Stated exercise:
Reproduce, character for character, the stretch of items below from the line containing "Isolate the asphalt" through the line containing "706, 173, 783, 212", with both of those lines included.

Dataset records:
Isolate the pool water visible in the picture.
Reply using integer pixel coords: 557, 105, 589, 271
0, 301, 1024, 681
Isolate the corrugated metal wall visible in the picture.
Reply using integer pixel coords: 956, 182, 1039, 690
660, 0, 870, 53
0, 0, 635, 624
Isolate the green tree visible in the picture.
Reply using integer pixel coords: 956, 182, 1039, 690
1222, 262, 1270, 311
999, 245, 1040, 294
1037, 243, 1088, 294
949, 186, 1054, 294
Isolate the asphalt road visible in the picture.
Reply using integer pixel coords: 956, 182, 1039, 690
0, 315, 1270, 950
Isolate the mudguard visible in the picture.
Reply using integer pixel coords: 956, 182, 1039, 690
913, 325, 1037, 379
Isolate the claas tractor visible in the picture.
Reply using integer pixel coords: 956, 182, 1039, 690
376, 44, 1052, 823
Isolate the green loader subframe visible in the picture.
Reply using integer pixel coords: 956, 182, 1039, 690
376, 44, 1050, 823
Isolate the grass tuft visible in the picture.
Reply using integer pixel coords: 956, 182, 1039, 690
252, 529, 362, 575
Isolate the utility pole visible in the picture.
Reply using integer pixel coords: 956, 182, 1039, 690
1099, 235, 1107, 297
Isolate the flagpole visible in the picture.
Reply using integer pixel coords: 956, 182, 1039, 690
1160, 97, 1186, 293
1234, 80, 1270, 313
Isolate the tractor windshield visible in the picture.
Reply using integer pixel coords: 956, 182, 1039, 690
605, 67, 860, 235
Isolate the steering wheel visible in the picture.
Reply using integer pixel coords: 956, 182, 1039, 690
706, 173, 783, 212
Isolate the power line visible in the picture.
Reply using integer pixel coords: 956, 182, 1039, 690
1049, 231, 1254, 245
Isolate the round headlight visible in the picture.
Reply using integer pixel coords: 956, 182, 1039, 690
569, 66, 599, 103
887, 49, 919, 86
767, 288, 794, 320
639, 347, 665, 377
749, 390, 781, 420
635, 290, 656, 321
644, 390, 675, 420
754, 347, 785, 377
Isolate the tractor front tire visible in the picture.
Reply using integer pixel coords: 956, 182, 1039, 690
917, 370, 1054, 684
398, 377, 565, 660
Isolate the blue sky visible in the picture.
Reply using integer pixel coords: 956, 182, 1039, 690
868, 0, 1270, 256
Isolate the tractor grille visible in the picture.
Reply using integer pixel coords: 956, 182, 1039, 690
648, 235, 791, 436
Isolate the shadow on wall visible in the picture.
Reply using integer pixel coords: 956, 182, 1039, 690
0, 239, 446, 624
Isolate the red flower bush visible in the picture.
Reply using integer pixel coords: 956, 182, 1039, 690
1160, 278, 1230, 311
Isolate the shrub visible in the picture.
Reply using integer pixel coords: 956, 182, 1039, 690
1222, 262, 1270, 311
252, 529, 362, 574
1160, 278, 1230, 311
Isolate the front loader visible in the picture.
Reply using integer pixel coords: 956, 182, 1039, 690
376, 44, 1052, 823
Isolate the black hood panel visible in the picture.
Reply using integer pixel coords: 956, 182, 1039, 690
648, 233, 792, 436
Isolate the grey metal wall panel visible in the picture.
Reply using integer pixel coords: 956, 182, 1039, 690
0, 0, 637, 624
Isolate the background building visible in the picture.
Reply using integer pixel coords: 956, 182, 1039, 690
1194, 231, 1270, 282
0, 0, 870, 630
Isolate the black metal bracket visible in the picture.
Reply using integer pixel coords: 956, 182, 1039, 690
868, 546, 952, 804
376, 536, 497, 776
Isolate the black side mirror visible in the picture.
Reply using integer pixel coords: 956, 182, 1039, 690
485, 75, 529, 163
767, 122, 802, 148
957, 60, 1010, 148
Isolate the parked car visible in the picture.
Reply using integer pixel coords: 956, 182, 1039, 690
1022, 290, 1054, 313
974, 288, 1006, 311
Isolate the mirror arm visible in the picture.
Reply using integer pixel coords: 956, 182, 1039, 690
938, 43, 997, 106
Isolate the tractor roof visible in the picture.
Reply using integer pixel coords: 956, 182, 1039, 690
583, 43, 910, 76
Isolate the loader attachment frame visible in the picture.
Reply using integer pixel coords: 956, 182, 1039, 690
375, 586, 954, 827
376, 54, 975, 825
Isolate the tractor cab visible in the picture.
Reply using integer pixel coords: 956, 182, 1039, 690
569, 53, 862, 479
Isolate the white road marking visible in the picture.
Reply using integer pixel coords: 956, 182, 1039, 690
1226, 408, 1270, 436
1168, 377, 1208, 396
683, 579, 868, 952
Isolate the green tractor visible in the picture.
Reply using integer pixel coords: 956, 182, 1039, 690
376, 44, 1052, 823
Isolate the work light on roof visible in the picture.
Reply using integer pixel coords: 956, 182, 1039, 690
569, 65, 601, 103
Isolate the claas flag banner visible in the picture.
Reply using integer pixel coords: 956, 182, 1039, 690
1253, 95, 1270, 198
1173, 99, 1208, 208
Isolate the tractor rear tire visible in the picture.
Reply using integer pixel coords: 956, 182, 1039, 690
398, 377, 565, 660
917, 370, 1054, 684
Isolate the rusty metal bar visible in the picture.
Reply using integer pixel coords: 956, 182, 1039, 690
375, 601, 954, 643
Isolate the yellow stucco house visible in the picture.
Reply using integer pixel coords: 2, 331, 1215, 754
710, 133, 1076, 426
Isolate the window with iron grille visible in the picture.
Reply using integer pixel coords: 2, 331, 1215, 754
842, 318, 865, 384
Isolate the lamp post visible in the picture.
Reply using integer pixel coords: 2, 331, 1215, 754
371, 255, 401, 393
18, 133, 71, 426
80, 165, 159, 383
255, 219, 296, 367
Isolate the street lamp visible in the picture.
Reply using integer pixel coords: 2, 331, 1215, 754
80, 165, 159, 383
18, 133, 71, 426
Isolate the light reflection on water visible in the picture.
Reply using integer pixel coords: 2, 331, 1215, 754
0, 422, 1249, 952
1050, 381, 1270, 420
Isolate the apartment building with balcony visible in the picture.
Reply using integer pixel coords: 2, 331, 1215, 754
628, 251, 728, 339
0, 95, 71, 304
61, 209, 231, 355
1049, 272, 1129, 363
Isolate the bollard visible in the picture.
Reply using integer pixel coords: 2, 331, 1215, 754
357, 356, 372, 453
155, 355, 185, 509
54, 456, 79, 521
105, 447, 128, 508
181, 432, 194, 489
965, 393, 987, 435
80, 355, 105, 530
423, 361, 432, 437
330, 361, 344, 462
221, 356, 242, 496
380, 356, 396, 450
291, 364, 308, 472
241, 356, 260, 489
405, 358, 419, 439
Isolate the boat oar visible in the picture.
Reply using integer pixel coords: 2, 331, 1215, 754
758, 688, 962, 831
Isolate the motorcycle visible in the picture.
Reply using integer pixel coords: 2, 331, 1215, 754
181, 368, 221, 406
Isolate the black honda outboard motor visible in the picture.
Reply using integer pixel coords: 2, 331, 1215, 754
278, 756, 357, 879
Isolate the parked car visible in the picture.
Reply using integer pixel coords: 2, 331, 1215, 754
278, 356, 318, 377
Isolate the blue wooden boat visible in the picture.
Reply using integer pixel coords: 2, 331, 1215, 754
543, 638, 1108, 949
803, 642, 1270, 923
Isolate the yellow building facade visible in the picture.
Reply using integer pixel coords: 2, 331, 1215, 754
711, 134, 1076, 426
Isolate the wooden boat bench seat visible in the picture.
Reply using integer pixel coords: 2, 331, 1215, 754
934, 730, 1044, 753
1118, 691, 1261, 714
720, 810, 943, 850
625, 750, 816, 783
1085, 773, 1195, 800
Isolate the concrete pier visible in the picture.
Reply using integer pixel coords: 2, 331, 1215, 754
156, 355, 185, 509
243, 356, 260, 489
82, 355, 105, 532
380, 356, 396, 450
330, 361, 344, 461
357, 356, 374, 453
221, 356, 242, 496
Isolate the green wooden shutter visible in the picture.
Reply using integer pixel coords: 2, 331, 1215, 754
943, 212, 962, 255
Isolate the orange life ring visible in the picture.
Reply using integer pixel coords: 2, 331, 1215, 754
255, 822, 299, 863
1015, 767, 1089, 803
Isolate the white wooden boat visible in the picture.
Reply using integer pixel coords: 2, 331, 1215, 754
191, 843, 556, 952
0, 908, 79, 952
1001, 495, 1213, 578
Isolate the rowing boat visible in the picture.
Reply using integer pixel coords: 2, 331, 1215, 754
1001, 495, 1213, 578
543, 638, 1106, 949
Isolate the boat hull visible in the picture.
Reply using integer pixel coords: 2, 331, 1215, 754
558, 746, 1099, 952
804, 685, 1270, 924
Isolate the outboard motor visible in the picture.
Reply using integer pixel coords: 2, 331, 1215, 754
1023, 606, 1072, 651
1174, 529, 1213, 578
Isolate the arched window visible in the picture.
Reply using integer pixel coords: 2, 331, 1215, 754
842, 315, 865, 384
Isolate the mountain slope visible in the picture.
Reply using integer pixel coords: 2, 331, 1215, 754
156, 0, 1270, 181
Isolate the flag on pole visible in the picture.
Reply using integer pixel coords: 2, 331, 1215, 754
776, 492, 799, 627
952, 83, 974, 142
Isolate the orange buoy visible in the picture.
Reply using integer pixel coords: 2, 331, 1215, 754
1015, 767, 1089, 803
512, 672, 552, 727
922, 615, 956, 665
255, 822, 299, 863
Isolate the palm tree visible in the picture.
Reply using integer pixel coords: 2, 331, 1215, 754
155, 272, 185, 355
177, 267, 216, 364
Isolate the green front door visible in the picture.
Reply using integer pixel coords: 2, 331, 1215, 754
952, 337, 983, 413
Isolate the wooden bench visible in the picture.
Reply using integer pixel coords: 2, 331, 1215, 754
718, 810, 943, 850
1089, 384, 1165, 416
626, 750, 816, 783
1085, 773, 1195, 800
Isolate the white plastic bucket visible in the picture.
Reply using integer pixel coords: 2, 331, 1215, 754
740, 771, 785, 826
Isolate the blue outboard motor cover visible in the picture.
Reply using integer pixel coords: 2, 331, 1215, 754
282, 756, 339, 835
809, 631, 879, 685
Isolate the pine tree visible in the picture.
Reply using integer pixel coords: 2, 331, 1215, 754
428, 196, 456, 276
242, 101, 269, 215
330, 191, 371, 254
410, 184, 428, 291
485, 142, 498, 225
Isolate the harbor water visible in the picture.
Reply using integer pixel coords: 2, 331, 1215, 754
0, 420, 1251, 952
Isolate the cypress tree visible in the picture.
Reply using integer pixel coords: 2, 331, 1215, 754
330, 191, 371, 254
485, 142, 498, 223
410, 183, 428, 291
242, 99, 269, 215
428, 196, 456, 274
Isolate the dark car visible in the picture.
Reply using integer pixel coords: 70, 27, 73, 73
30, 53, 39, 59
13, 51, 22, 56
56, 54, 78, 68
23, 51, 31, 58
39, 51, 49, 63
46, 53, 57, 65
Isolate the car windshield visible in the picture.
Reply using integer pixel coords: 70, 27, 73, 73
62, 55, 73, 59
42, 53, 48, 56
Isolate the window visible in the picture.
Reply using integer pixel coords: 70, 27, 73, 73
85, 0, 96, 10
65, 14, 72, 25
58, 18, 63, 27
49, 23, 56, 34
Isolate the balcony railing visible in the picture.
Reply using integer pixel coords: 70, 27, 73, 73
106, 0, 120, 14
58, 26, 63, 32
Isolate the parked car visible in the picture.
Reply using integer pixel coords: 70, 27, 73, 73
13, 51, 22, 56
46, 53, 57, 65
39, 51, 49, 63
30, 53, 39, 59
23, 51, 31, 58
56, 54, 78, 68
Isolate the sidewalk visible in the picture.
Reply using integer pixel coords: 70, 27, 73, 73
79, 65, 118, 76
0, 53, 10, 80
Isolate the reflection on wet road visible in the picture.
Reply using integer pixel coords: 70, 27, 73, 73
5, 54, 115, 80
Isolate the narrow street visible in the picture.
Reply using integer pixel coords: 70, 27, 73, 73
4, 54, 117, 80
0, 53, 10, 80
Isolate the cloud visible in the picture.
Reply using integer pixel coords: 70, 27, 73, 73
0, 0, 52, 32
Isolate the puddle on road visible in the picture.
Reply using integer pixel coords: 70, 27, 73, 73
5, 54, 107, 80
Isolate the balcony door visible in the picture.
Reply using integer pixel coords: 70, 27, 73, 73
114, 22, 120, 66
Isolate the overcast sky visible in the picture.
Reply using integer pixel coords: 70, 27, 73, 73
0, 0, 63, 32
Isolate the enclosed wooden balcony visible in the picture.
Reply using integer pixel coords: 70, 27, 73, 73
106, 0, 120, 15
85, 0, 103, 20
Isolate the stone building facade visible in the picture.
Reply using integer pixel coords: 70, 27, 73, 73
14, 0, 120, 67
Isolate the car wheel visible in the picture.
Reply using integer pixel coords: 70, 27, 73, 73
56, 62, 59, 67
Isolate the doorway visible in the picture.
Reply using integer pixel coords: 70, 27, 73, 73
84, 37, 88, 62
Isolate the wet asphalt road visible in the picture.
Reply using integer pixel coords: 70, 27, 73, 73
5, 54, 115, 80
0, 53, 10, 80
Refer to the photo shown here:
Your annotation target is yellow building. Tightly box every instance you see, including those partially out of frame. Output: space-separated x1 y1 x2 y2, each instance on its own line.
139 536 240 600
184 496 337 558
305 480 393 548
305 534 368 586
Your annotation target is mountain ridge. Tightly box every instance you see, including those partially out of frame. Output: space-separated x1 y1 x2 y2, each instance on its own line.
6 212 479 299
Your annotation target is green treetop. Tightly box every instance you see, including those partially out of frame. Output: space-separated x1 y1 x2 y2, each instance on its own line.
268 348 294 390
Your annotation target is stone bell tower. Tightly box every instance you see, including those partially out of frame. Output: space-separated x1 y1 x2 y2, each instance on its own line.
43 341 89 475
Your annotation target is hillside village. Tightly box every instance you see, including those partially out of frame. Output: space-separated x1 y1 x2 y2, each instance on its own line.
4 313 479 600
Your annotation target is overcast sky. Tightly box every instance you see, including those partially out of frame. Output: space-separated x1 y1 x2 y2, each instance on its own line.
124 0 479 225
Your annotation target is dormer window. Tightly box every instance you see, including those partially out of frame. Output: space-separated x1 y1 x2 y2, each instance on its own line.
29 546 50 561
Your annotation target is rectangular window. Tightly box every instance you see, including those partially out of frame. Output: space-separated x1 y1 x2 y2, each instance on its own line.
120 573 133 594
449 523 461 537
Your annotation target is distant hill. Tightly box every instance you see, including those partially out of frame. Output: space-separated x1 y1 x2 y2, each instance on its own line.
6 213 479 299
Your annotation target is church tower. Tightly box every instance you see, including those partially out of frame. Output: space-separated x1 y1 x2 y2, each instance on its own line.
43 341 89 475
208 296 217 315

Task result:
Isolate the asphalt road visible in the picture.
Reply using integer pixel coords: 956, 182, 1039, 690
0, 315, 1270, 950
Isolate the mudguard visible in the picture.
Reply using integer pixel coords: 956, 182, 1039, 690
913, 325, 1037, 379
Isolate the claas tractor visible in the picture.
Reply using integer pixel coords: 956, 182, 1039, 690
376, 44, 1052, 823
Isolate the green loader subframe visible in the picture.
Reply using integer pixel coords: 956, 182, 1039, 690
376, 44, 1050, 823
Isolate the grass tuft visible in the picture.
Reply using integer pixel coords: 956, 182, 1039, 690
252, 529, 362, 575
Isolate the utility pole visible in the picture.
Reply using integer pixel coords: 956, 182, 1039, 690
1099, 235, 1107, 297
Isolate the flagpole visible in the picture.
Reply using integer pixel coords: 956, 182, 1039, 690
1160, 97, 1186, 293
1234, 80, 1270, 313
Isolate the tractor windshield visible in the picture.
Reply using integer pixel coords: 956, 182, 1039, 690
605, 67, 860, 235
Isolate the steering wheel visible in the picture.
Reply using integer pixel coords: 956, 182, 1039, 690
706, 173, 783, 212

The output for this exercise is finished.